PROVIDED DATA ->

########

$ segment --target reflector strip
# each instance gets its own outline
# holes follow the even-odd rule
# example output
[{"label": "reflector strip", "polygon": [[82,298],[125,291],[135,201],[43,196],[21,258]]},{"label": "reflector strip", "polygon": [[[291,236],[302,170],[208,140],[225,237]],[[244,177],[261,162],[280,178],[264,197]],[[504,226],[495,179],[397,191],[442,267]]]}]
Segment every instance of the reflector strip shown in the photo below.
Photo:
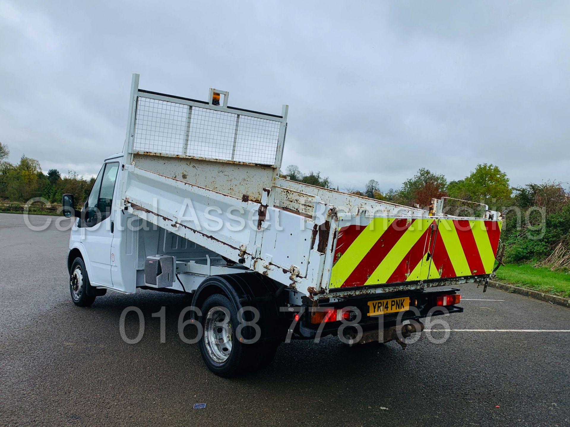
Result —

########

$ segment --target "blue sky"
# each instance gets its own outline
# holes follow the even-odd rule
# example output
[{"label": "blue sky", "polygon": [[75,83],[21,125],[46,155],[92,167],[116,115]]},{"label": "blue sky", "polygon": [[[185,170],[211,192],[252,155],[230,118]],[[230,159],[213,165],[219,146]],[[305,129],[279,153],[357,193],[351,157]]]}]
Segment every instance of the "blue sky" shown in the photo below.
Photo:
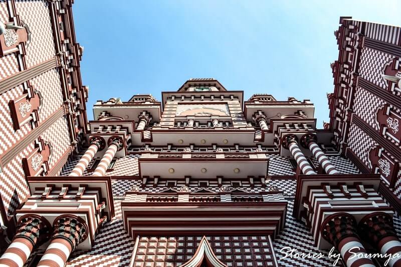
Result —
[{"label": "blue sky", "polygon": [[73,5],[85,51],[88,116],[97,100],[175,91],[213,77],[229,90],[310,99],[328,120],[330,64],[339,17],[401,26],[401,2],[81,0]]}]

########

TASK INSTRUCTIONS ->
Pull out each line of the listing that contains the string "blue", treating uppercase and lowercase letters as different.

RESPONSE ->
$ segment --target "blue sky"
[{"label": "blue sky", "polygon": [[75,83],[21,125],[46,155],[92,167],[116,115]]},{"label": "blue sky", "polygon": [[[185,170],[211,192],[252,155],[230,118]],[[230,159],[213,165],[219,146]],[[305,129],[279,153],[357,193],[351,157]]]}]
Segment every instance of the "blue sky" shown in the photo below.
[{"label": "blue sky", "polygon": [[73,5],[85,51],[88,116],[97,100],[175,91],[213,77],[229,90],[310,99],[328,120],[330,64],[339,17],[401,26],[401,2],[81,0]]}]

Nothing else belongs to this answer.